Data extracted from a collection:

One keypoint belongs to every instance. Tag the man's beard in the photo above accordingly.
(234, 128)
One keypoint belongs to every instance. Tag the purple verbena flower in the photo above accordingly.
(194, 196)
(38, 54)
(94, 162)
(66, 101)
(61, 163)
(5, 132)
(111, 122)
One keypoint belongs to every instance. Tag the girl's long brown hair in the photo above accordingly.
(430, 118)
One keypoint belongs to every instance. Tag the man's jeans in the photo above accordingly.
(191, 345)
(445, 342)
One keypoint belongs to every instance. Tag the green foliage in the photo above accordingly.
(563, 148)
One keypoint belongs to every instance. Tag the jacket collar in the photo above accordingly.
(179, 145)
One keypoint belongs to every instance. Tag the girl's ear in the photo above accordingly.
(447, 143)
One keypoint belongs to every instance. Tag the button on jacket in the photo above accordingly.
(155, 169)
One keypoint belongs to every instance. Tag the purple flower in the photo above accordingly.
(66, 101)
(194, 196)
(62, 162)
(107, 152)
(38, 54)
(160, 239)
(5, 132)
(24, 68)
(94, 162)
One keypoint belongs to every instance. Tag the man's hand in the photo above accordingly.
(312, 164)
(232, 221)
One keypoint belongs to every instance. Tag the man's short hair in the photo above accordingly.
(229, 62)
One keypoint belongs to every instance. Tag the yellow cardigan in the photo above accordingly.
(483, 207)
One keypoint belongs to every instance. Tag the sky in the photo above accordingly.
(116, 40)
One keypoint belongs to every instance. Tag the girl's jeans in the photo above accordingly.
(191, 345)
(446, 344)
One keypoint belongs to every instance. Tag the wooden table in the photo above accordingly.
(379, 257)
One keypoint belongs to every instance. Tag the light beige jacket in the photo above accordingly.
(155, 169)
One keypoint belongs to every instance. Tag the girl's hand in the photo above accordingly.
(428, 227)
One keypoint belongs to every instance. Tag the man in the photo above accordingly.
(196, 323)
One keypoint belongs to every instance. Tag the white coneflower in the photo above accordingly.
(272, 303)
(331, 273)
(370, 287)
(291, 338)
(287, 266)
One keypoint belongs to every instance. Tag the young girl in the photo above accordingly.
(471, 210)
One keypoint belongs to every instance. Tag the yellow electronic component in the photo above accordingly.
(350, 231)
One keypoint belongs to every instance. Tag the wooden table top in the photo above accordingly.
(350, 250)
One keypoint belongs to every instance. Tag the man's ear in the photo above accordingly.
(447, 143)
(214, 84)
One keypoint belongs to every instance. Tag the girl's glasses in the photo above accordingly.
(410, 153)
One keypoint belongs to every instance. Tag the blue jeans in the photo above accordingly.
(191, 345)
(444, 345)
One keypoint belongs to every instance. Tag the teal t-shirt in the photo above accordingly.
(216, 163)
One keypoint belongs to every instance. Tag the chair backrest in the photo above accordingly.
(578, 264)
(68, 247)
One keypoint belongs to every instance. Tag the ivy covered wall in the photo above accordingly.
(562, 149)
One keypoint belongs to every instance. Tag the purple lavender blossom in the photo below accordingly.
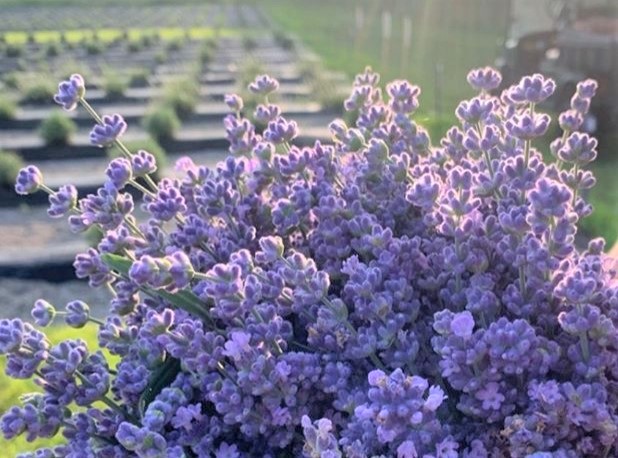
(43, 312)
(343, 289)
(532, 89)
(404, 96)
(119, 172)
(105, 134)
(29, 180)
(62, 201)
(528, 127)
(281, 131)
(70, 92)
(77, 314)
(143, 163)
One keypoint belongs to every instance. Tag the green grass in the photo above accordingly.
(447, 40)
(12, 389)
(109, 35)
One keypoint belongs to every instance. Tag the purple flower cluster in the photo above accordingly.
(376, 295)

▸ **TASK**: Leave out the pictures, and give all the records again exactly.

▸ **RESULT OF THIS EXERCISE**:
One keypoint belongs to every instance. Tag the man's beard in the photo above accordingly.
(234, 128)
One keypoint belongs to every instance. Tag the purple verbena flower in the photo above accordingly.
(194, 196)
(38, 54)
(94, 162)
(66, 101)
(61, 163)
(5, 132)
(111, 122)
One keypoint belongs to every instance. Tag the girl's long brown hair in the photo above accordingly.
(430, 118)
One keypoint belongs to every instance. Tag the man's jeans in the photo above accordingly.
(191, 345)
(445, 342)
One keypoint belongs to every instance. Tag the green foliage in the photo above accordingly.
(563, 148)
One keypoint belongs to every instance. Tag the jacket collar in the photo above accordingly.
(179, 145)
One keypoint belongs to every instance. Tag the girl's ear in the photo above accordingly.
(447, 143)
One keypoint belongs to every instance. Tag the button on jacket in the photo above accordingly.
(155, 169)
One keypoint belongs to every instance. Tag the purple flower in the photo above accordingly.
(66, 101)
(194, 196)
(62, 162)
(107, 152)
(38, 54)
(160, 239)
(5, 132)
(24, 68)
(94, 162)
One keypoint belongs to every instance. Tag the man's hand in the photo above accordingly.
(312, 164)
(232, 221)
One keypoint belongs to every instance. Tag the man's short hair in the photo above accordingly.
(229, 62)
One keypoint belongs to every instance. Tag the yellow cardigan in the photo above accordingly.
(483, 207)
One keypoint belongs to every instance. Tag the sky in the photo above accordingly.
(116, 40)
One keypoint belongs to every instance. Tag the girl's jeans in the photo above accordingly.
(191, 345)
(446, 344)
One keypoint belongs to every instance. Tag the wooden table in the photo above accordingly.
(379, 257)
One keypoint belongs to every instance. Tag the light beige jacket in the photo above accordingly.
(155, 169)
One keypoint belongs to every instance. Tag the girl's hand in the photo above accordingly.
(428, 227)
One keypoint belongs to every instance. Tag the man in the photo above accordingly.
(196, 323)
One keypoint belongs to every instance. Tag the white coneflower in the photo above accordingly.
(272, 303)
(331, 273)
(370, 287)
(291, 338)
(287, 266)
One keypoint belongs to every instance. Tag the young girl in the photo above accordingly.
(471, 210)
One keypoint belongs to every instance. Tag the yellow electronic component in the photo above accordingly.
(350, 231)
One keypoint belongs to every instance. Tag the wooden table top in the photo above accordingly.
(350, 250)
One keypoint belongs to every instance. Tag the man's ear in the photo above accordingly.
(447, 143)
(214, 84)
One keypoint belongs to every instance. Tag the girl's glasses in the photo above accordingly.
(410, 153)
One keypoint belongs to every instance. Tag the blue jeans in the photo above accordingly.
(191, 345)
(444, 345)
One keypoint belongs to every instance. Tag the teal t-shirt in the photo above accordingly.
(216, 163)
One keypoint belongs to every instance. Tag the chair backrest in the photo above accordingly.
(578, 264)
(68, 247)
One keypoint belongs to every instance. Tag the ivy covered wall in the photo above accordingly.
(562, 149)
One keypoint belongs to every instance. Tag the purple lavender blossom in the photo below accordingly.
(43, 312)
(343, 289)
(532, 89)
(404, 96)
(119, 172)
(105, 134)
(29, 180)
(62, 201)
(528, 127)
(281, 131)
(70, 92)
(77, 314)
(143, 163)
One keypoint belongs to every instance. Tag the green grass in the photo above accordingly.
(447, 40)
(12, 389)
(109, 35)
One keypoint belongs to every instance. Tag the purple flower cluster in the photo above accordingly.
(376, 295)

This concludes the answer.